### Text extract
(begin)
MCHB Program: Centers of Excellence in Maternal and Child Health Education Science and Practice
Institution: University of South Florida
Location: Tampa, FL
Region: 4
Project Director:

Cheryl Vamos, PhD, MPH
Professor and Director of Academic Graduate Programs
Department of Community and Family Health
College of Public Health
Phone: 813-974-7515
Email: cvamos@usf.edu

Abstract

Problem:

To address the complex inequities in the social determinants of health and pervasive poor maternal and child health (MCH) outcomes, the US health care and public health systems are faced with two grand challenges: a shortage of diverse MCH professionals and a loss of leaders due to staff attrition or retirement. Thus, there is a critical need for highly effective and inclusive MCH workforce training programs that can develop a cadre of culturally competent and diverse MCH professional leaders. To fulfill this need, the USF Center of Excellence (CoE) in MCH will develop an emerging group of highly skilled and diverse MCH leaders to achieve optimal MCH outcomes and to advance MCH education, science, and practice.

Goals and objectives:

The purpose of the USF CoE is to provide didactic and experiential public health training in MCH that leads to masters and doctoral graduate degrees and advances MCH workforce capacity.

Goal 1: Recruit and engage culturally diverse and underrepresented minority students into graduate level training programs in MCH.
(end)
### Point annotation dataset records
(begin)
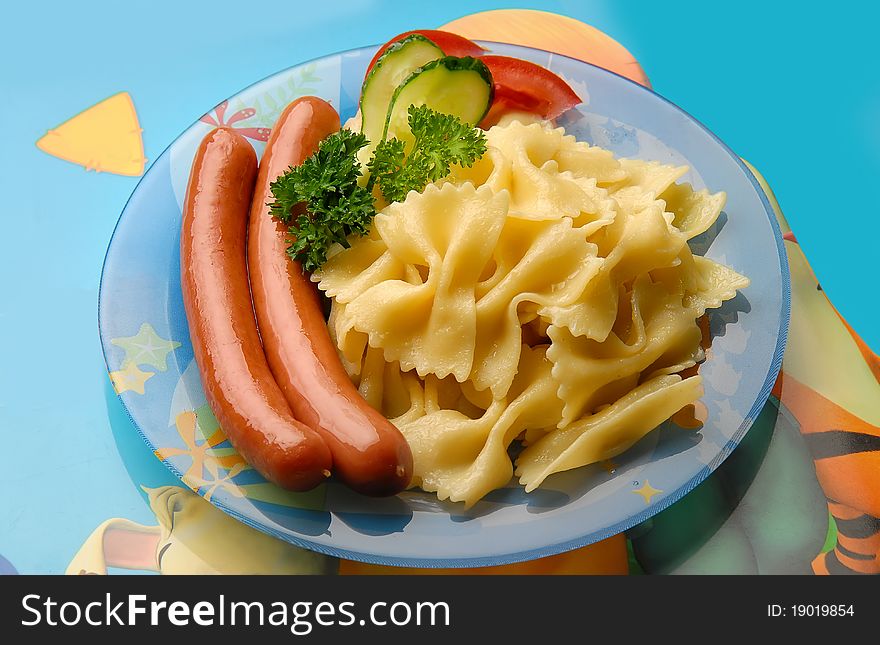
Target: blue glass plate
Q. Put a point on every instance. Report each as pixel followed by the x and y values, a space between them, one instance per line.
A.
pixel 148 353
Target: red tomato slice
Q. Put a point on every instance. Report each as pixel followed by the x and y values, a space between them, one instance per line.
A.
pixel 451 44
pixel 527 87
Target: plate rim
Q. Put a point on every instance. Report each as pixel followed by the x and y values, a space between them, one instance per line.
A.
pixel 549 549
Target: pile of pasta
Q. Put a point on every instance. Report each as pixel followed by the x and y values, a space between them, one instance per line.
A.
pixel 547 295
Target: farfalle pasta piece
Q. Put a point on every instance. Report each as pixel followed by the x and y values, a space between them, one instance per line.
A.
pixel 449 235
pixel 608 433
pixel 463 458
pixel 591 373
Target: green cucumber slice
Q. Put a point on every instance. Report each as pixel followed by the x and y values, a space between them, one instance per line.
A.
pixel 392 68
pixel 459 86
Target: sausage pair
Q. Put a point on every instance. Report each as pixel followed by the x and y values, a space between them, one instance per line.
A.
pixel 285 401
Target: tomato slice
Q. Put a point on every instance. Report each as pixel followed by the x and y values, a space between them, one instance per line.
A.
pixel 451 44
pixel 527 87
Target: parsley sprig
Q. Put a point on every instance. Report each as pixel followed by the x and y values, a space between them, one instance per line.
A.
pixel 338 206
pixel 440 140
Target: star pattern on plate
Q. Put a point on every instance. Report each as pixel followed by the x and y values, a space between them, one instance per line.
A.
pixel 647 492
pixel 130 379
pixel 146 348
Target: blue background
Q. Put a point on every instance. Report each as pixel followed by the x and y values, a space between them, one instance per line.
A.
pixel 794 92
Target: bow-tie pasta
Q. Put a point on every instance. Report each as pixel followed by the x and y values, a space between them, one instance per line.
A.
pixel 546 294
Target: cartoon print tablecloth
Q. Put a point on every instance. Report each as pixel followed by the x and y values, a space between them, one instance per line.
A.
pixel 800 494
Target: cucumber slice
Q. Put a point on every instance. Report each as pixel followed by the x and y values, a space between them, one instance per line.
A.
pixel 459 86
pixel 392 68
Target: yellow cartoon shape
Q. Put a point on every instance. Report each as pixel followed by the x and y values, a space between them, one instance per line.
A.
pixel 192 537
pixel 130 379
pixel 105 138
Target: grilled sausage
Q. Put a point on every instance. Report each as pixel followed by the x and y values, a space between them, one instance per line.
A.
pixel 369 454
pixel 238 383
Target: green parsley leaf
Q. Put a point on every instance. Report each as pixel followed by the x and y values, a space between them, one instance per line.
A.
pixel 335 205
pixel 439 141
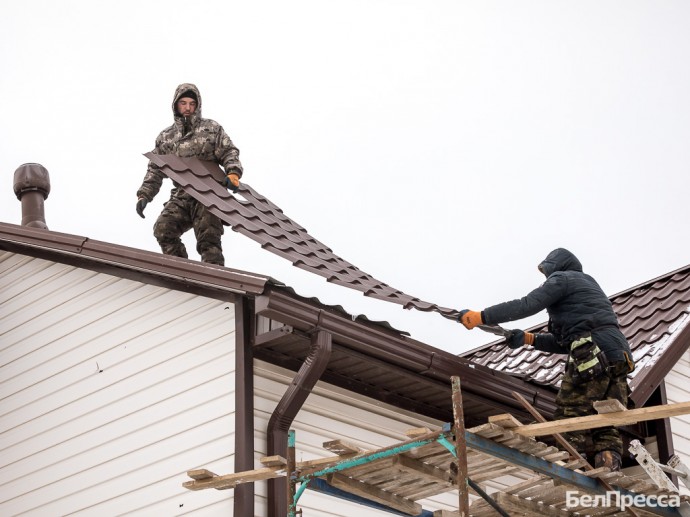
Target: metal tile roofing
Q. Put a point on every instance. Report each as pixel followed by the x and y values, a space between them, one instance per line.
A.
pixel 654 317
pixel 261 220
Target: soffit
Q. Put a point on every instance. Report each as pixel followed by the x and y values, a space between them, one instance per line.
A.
pixel 653 316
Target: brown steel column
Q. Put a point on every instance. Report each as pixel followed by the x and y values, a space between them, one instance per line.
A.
pixel 460 448
pixel 286 411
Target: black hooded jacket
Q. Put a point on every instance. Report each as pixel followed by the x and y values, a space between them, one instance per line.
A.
pixel 576 306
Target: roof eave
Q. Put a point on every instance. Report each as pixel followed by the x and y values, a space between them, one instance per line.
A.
pixel 155 268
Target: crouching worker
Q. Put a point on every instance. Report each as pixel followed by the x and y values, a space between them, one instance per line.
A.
pixel 583 325
pixel 190 136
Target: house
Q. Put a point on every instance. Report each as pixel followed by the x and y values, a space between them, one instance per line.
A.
pixel 122 369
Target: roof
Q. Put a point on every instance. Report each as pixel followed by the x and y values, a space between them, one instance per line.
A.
pixel 653 316
pixel 368 358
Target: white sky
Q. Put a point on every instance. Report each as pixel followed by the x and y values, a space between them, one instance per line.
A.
pixel 444 147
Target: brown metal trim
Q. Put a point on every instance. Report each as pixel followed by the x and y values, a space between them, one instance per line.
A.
pixel 645 383
pixel 244 405
pixel 153 268
pixel 404 352
pixel 289 405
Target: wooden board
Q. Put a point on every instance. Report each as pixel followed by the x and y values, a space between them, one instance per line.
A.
pixel 628 417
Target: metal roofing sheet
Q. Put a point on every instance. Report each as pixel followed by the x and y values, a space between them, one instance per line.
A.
pixel 261 220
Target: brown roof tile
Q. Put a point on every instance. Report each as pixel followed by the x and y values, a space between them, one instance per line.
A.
pixel 262 221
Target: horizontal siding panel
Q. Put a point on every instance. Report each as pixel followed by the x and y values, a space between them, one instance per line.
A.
pixel 112 395
pixel 111 390
pixel 103 362
pixel 177 414
pixel 159 468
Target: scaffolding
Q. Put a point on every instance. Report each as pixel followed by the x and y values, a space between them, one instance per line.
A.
pixel 555 482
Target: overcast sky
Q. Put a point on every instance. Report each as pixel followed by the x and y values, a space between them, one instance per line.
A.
pixel 444 147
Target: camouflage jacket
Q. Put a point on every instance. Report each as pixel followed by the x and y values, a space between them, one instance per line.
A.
pixel 190 136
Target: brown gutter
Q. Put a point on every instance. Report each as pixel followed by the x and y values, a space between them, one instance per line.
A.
pixel 154 268
pixel 243 502
pixel 285 412
pixel 32 186
pixel 404 352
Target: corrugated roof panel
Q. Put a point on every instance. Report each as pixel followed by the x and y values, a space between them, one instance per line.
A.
pixel 262 221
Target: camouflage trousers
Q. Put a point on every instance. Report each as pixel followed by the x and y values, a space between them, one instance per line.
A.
pixel 181 213
pixel 577 400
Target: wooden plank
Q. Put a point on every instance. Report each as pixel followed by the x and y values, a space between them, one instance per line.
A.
pixel 505 420
pixel 341 447
pixel 505 471
pixel 232 480
pixel 628 417
pixel 515 505
pixel 527 484
pixel 374 494
pixel 424 470
pixel 608 406
pixel 417 432
pixel 487 430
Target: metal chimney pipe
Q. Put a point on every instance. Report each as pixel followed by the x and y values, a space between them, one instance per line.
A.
pixel 32 186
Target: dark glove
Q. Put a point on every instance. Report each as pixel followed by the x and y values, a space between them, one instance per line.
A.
pixel 141 204
pixel 232 181
pixel 518 338
pixel 470 319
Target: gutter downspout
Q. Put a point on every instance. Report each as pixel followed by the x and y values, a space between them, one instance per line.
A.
pixel 243 503
pixel 289 405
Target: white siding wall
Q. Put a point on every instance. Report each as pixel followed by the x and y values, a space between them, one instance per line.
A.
pixel 110 390
pixel 678 390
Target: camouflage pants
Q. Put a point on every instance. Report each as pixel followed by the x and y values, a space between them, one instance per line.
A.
pixel 181 213
pixel 576 400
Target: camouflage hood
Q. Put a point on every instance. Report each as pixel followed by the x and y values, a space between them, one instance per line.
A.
pixel 179 91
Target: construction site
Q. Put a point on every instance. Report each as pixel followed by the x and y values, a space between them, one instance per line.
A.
pixel 555 481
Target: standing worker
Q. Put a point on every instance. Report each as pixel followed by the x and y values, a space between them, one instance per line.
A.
pixel 190 135
pixel 583 325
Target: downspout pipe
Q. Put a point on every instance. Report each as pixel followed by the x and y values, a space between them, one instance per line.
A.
pixel 285 412
pixel 32 186
pixel 243 503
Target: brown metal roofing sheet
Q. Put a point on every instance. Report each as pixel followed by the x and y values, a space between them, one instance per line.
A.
pixel 262 221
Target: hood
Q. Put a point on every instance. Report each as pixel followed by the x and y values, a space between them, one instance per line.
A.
pixel 559 259
pixel 185 87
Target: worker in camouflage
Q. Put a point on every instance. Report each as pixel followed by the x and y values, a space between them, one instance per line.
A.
pixel 190 135
pixel 583 325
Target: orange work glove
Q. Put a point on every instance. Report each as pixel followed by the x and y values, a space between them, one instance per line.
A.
pixel 232 181
pixel 470 319
pixel 518 339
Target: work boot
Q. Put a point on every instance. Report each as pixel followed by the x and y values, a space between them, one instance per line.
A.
pixel 610 459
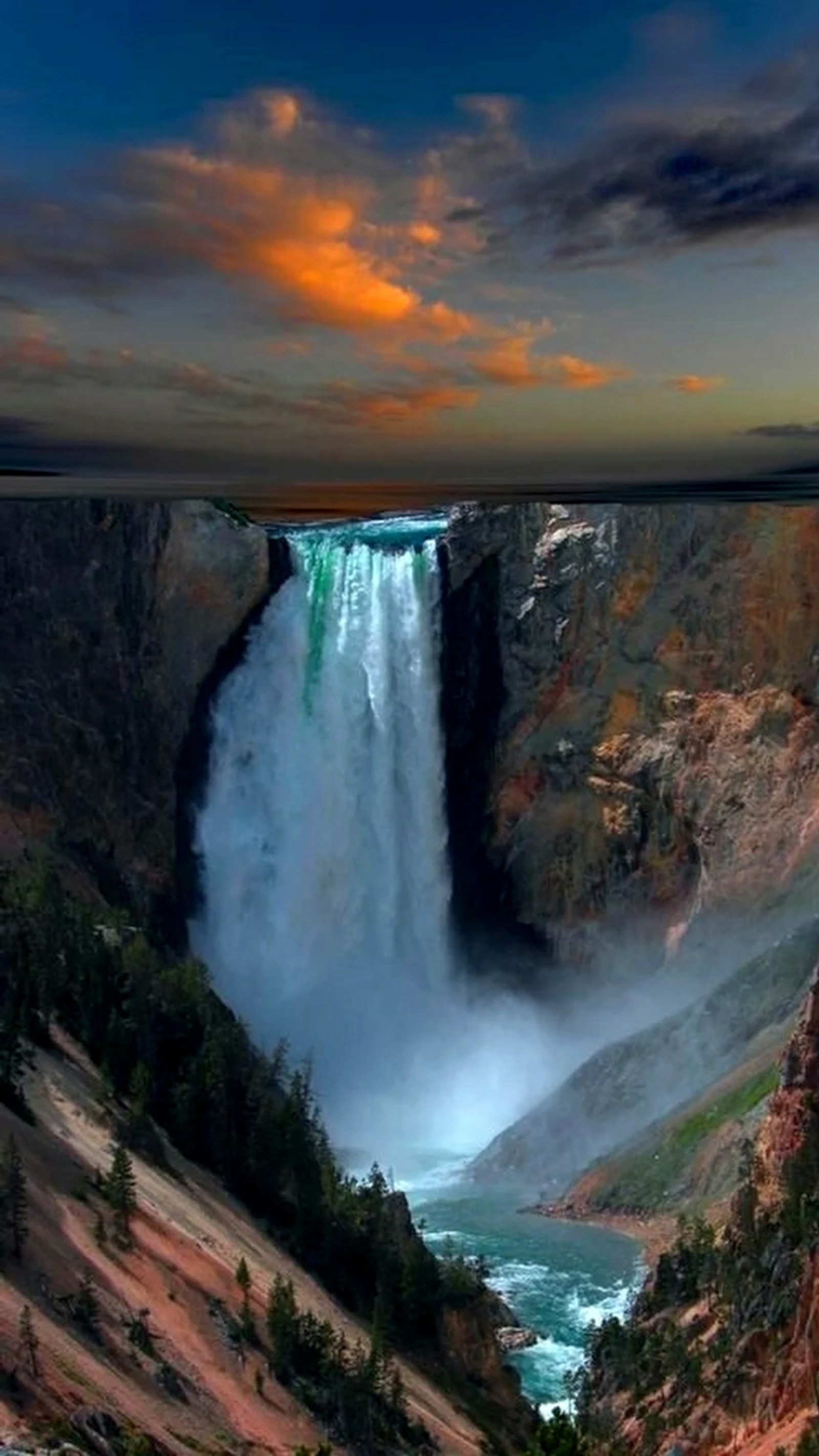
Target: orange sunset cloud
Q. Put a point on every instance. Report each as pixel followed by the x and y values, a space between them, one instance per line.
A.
pixel 510 363
pixel 697 383
pixel 283 229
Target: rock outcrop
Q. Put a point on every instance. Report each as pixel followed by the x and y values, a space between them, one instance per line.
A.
pixel 655 708
pixel 113 621
pixel 627 1085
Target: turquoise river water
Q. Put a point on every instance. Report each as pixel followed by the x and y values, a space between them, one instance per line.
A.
pixel 558 1277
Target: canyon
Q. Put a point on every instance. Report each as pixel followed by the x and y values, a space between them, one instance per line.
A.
pixel 630 710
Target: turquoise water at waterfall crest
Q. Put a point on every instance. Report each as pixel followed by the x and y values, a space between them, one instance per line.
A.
pixel 326 916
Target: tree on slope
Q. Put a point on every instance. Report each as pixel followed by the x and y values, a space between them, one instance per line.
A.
pixel 121 1188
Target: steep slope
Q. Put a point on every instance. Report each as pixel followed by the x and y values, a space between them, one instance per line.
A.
pixel 626 1087
pixel 193 1393
pixel 722 1349
pixel 113 618
pixel 688 1162
pixel 655 744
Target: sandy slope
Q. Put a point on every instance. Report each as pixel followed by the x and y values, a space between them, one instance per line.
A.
pixel 188 1237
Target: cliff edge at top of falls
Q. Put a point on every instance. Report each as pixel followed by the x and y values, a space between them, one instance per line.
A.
pixel 113 615
pixel 655 743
(end)
### Exercise description
Repeat the passage of the USF maternal and child health center description from "To address the" to "science, and practice.", word for word.

### Task result
To address the complex inequities in the social determinants of health and pervasive poor maternal and child health (MCH) outcomes, the US health care and public health systems are faced with two grand challenges: a shortage of diverse MCH professionals and a loss of leaders due to staff attrition or retirement. Thus, there is a critical need for highly effective and inclusive MCH workforce training programs that can develop a cadre of culturally competent and diverse MCH professional leaders. To fulfill this need, the USF Center of Excellence (CoE) in MCH will develop an emerging group of highly skilled and diverse MCH leaders to achieve optimal MCH outcomes and to advance MCH education, science, and practice.